● Problem 1:
Please list every benefit that the quoted sentence in the article on giving birth during summer says the season provides or offers.
● Problem 2:
According to the article on giving birth during summer, which months are more popular for giving birth than the summer months?

The Pros and Cons of Giving Birth During Summer
Giving birth during summer can have just as many pros as it does cons. And most issues that have to do with the heat have simple solutions. Let’s take a look at this topic below.
Being almost 40 weeks pregnant involves a series of aches and discomforts. It’s almost time to give birth, and the list of symptoms goes on and on.
But besides the habitual complaints of any pregnancy, time of year can affect the symptoms that mothers and babies experience. So, what happens if we’re expecting a baby during the summer months?
Both for pregnant women and mothers who have recently given birth, summer weather can be a big issue. And it’s not just about putting up with high temperatures. Many women wonder if the climate can also have a negative effect on their babies.
The benefits of giving birth during summer
“Besides providing energy and a more positive outlook, summer offers large quantities of vitamin D”
Many women give birth during summer. In fact, just after January and October, the summer months are the most popular time for giving birth.
This information may seem insignificant. However, it shows that summer doesn’t imply any additional difficulty in comparison with other seasons.
Many parents also fear giving birth during summer because doctors may be away on vacation. But thankfully, hospitals are always prepared for this, and staffed and ready.
There will always be enough personnel to assist summer births and care for both mother and child afterwards.
- First of all, good weather and summer vacation give us plenty of time to rest and relax. You can go to the pool or the beach, for example, and do some gentle swimming. This is great for pregnancy and for health in general. Traveling is also easier during the summer, making it easier to enjoy the company of friends and family.
- Warm climate also raises our sense of happiness and well-being. Days are longer and we have more time to enjoy and do things. Not only can you get more projects and work done, you also have plenty of time to relax and make plans.

● Data block:
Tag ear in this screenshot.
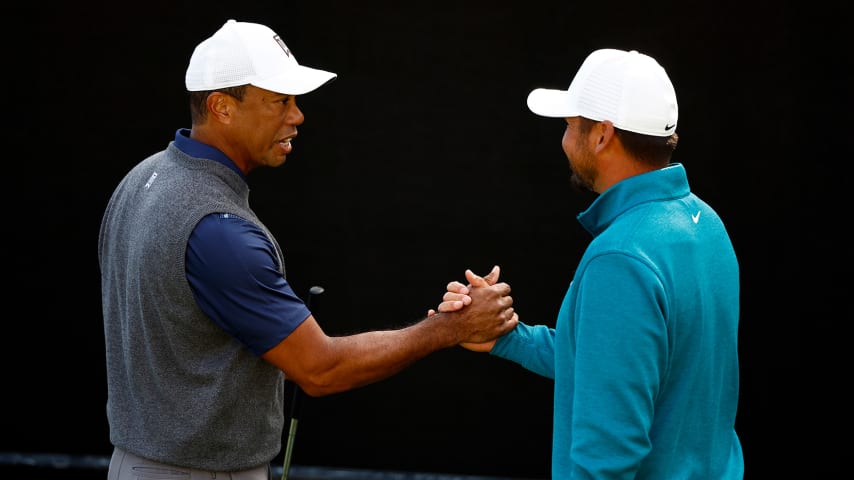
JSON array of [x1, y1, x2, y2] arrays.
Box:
[[593, 120, 617, 153], [207, 92, 234, 123]]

● Reply 1:
- Energy
- A more positive outlook
- Large quantities of vitamin D

● Reply 2:
January and October.